WRITTEN PROBLEM — Using the passage on the Connecticut regiments of 1777 below, explain in one to three sentences why Colonel Jedediah Huntington's command of the 1st Connecticut Regiment ended on 12 May 1777.

PASSAGE PROVIDED —
The quotas for states outside New England included regiments that had been on the Continental establishment earlier, but the term Continental Line was now broadened to include the lines of all the states.

- The 1st Connecticut Regiment (1777) was commanded by Colonel Jedediah Huntington from 1 January to 12 May 1777. On the latter date, Colonel Huntington became a brigadier general in the Continental Army. He was succeeded, on 27 May 1777, by Colonel Josiah Starr, who served as the regiment's colonel until 1 January 1781
- The 2nd Connecticut Regiment (1777) was commanded by Colonel Charles Webb from 1 January 1777 until his resignation on 13 March 1778. The regiment was commanded by Colonel Zebulon Butler from 13 March 1778 to 1 January 1781.
- The 3rd Connecticut Regiment (1777) was commanded by Colonel Samuel Wyllys from 1 January 1777 to 1 January 1781.
- The 4th Connecticut Regiment (1777) was commanded by Colonel John Durkee from 1 January 1777 to 1 January 1781. Colonel Durkee was wounded at the Battle of Monmouth.
- The 5th Connecticut Regiment (1777) was commanded by Colonel Philip Burr Bradley from 1 January 1777 to 1 January 1781.
- The 6th Connecticut Regiment (1777) was commanded by Colonel William Douglas from 1 January 1777 until his death on 28 May 1777. Colonel Douglas had been an aide de camp to General Wooster, and had been wounded at Harlem Plains on 16 September 1776. The regiment was commanded by Colonel Return Jonathan Meigs from May 1777 until 1 January 1781.
- The 7th Connecticut Regiment (1777) was commanded by Colonel Heman Swift from 1 January 1777 to 1 January 1781.

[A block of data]
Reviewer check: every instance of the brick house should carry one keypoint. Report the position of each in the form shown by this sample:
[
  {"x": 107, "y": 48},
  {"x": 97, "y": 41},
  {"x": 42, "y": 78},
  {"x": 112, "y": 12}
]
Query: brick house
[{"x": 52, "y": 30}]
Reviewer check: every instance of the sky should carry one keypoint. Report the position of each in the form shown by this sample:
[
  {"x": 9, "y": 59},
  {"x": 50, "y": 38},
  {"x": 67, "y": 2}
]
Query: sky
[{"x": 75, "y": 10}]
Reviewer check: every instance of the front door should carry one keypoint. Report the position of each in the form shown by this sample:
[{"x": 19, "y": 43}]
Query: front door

REPLY TO THE EXERCISE — Huntington's command ended on 12 May 1777 because on that date he became a brigadier general in the Continental Army. Colonel Josiah Starr succeeded him on 27 May 1777.